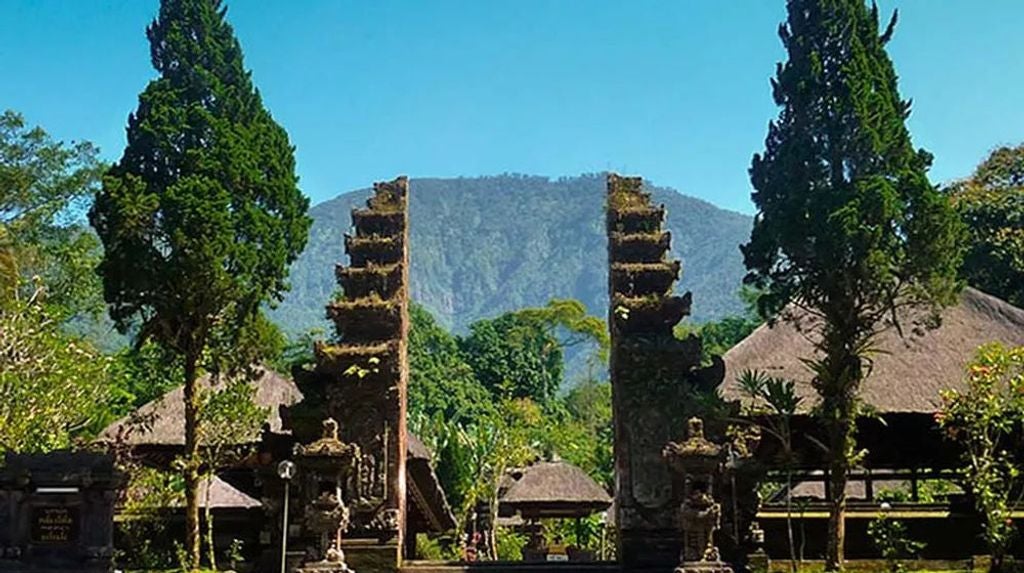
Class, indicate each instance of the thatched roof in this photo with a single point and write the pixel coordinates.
(553, 488)
(907, 373)
(160, 423)
(855, 489)
(163, 428)
(224, 495)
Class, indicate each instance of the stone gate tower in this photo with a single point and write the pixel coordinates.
(652, 372)
(360, 380)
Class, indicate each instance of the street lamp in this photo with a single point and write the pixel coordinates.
(286, 471)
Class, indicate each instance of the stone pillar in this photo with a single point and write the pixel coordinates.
(360, 380)
(652, 373)
(56, 512)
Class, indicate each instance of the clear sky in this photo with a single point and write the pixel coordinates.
(676, 90)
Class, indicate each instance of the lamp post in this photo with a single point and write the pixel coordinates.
(286, 471)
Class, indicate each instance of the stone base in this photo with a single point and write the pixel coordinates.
(704, 567)
(649, 549)
(371, 556)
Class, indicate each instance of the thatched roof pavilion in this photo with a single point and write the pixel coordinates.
(160, 424)
(551, 489)
(156, 432)
(906, 377)
(907, 371)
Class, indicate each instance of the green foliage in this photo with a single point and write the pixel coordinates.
(483, 246)
(581, 431)
(849, 226)
(44, 187)
(987, 420)
(890, 537)
(54, 385)
(202, 216)
(991, 204)
(439, 380)
(144, 373)
(509, 543)
(584, 533)
(229, 419)
(513, 357)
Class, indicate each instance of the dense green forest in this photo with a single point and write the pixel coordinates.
(482, 246)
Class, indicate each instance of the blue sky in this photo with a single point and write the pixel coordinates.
(676, 90)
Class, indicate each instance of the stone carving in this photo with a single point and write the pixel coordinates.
(326, 469)
(698, 461)
(56, 512)
(653, 372)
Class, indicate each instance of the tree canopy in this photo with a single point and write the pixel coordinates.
(849, 227)
(202, 215)
(991, 204)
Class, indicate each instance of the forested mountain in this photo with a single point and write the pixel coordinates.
(482, 246)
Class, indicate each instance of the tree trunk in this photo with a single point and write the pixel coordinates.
(788, 517)
(843, 366)
(837, 513)
(211, 549)
(192, 464)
***
_What you have to do:_
Turn the listing lines above into a Markdown table with the columns Row and Listing line, numbering each row and leaving out blank lines. Begin at the line that has "Class, indicate each instance of the forested" and stop after the last line of the listing.

_Complete answer:_
| Row | Listing line |
|---|---|
| 1 | Class, indicate each instance of the forested mountain in this photo with a single point and write the pixel coordinates. |
| 2 | (482, 246) |
| 3 | Class, indicate each instance of the tree trunk in this photo with a single point and write the pixel coordinates. |
| 4 | (788, 517) |
| 5 | (843, 366) |
| 6 | (837, 513) |
| 7 | (211, 549) |
| 8 | (192, 464) |